Saved entries
+++

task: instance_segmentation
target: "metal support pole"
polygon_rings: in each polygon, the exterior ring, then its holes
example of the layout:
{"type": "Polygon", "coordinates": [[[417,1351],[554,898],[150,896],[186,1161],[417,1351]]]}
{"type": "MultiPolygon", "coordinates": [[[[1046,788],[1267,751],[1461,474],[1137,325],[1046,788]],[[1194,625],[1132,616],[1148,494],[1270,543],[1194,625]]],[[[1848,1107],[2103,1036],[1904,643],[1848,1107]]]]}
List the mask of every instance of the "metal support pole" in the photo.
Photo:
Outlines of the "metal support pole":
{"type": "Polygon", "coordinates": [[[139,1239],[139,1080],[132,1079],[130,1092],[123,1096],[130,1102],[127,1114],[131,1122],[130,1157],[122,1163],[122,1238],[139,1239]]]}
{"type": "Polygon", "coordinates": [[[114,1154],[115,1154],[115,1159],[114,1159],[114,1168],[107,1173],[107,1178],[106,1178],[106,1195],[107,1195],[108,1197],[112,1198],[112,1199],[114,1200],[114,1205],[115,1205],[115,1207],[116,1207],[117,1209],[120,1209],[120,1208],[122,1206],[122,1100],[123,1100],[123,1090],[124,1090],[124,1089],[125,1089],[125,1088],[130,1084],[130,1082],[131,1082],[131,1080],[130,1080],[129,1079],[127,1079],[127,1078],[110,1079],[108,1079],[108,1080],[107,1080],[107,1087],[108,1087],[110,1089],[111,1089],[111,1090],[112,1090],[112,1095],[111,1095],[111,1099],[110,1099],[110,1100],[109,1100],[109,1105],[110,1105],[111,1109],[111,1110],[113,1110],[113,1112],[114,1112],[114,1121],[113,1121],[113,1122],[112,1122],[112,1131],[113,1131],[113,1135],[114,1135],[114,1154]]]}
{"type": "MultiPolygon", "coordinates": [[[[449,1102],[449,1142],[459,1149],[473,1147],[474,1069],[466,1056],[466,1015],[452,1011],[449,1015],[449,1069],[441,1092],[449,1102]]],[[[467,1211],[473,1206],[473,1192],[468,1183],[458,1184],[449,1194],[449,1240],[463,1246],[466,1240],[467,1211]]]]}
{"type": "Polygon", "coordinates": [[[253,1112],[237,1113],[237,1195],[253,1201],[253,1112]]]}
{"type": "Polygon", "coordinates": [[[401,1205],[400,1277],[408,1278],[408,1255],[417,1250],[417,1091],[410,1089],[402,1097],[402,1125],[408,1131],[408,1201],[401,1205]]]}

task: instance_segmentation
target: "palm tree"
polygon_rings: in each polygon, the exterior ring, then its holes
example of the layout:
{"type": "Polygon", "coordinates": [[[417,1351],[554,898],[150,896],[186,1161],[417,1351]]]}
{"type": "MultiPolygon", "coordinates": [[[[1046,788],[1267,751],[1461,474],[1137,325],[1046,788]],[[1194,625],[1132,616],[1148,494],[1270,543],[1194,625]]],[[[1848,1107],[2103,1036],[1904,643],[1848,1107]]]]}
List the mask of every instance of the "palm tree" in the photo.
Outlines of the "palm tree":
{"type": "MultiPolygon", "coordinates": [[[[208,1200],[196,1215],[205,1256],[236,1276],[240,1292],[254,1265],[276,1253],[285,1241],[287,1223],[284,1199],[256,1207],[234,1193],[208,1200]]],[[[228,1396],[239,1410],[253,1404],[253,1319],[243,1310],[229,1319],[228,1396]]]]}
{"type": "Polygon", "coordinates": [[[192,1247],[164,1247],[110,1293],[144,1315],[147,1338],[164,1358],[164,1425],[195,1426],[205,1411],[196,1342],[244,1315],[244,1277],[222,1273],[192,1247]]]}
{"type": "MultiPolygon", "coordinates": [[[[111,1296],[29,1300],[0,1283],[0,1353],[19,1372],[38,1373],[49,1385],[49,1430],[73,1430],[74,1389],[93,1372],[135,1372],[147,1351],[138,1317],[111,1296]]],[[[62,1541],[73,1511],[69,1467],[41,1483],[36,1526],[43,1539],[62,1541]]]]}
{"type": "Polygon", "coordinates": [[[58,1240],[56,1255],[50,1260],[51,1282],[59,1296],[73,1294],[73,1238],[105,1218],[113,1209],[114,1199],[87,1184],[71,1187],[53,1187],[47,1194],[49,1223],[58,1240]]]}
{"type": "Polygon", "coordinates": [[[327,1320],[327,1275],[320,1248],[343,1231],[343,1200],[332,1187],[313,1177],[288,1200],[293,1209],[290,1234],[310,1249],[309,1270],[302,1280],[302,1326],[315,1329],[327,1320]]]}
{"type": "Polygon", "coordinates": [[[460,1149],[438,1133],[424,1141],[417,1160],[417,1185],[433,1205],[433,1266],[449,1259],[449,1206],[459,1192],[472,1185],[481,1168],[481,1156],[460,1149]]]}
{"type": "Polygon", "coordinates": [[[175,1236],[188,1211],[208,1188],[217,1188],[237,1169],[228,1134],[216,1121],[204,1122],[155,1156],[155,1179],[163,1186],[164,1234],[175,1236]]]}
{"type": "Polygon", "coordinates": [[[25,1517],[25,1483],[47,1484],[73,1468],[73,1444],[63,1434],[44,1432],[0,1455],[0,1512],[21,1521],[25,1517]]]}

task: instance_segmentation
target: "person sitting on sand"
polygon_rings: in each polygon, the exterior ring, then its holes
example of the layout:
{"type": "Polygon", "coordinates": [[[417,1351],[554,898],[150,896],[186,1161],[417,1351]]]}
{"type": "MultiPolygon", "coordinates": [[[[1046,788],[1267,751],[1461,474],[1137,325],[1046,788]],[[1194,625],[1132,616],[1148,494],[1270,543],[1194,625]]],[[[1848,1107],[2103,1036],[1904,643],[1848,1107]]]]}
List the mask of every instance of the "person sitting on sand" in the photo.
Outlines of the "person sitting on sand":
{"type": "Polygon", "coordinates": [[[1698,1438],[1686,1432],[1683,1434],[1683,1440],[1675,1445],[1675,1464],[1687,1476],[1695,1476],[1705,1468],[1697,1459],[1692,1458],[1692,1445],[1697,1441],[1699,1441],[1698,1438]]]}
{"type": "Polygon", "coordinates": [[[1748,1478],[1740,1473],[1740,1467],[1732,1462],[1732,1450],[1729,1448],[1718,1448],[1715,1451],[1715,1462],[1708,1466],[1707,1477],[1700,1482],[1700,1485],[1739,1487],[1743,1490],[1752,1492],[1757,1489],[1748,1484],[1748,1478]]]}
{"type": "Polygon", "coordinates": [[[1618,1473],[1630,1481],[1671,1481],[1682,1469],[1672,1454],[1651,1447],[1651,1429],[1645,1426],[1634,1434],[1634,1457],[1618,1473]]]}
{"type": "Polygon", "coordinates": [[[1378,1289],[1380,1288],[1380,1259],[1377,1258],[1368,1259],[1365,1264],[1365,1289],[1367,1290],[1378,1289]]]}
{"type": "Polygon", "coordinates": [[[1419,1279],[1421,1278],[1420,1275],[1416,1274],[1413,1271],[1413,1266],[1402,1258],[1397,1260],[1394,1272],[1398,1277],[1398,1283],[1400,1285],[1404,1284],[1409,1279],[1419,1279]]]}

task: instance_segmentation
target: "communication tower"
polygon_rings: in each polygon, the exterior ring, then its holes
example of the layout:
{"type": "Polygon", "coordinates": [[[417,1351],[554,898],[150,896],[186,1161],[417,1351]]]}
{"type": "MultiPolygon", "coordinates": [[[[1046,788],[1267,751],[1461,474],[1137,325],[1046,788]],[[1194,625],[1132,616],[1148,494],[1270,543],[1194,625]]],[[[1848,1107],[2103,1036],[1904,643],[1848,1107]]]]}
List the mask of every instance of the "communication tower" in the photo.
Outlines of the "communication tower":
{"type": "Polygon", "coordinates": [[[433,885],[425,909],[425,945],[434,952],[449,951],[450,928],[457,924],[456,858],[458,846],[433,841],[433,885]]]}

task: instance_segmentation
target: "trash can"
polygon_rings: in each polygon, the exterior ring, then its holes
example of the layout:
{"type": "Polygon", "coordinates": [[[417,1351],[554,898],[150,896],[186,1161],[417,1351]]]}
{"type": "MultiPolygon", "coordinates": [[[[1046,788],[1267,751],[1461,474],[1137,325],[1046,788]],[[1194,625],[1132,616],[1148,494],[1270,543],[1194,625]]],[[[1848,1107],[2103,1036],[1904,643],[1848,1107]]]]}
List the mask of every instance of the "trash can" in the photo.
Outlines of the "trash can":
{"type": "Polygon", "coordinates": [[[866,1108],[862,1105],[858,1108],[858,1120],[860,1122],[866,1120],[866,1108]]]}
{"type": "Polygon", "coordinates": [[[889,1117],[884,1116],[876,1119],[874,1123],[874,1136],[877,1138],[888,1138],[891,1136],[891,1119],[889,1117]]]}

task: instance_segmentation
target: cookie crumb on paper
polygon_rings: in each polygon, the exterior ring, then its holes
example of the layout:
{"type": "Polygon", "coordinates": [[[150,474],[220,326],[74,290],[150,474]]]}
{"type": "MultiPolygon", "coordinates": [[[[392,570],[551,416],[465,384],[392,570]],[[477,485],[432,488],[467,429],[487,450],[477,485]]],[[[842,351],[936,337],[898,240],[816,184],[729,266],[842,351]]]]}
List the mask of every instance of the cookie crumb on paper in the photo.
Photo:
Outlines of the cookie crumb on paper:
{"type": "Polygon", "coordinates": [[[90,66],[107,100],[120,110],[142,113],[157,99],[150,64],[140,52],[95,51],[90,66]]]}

+++

# [WHAT YOU HAVE TO DO]
Please return every line from the one that contains "target: cookie crumb on paper" through the end of the entries, exactly, leaving out all others.

# [YOUR SOLUTION]
target: cookie crumb on paper
polygon_rings: in each polygon, the exterior ring, then its holes
example of the layout:
{"type": "Polygon", "coordinates": [[[150,474],[220,326],[74,290],[150,474]]]}
{"type": "MultiPolygon", "coordinates": [[[[392,570],[551,416],[465,384],[392,570]],[[477,485],[432,488],[467,429],[487,450],[477,485]]],[[[842,351],[936,337],[898,240],[816,184],[729,266],[842,351]]]]}
List the mask of every instance of the cookie crumb on paper in the photo.
Photo:
Outlines of the cookie crumb on paper:
{"type": "Polygon", "coordinates": [[[90,66],[107,100],[120,110],[142,113],[157,99],[150,64],[140,52],[95,51],[90,66]]]}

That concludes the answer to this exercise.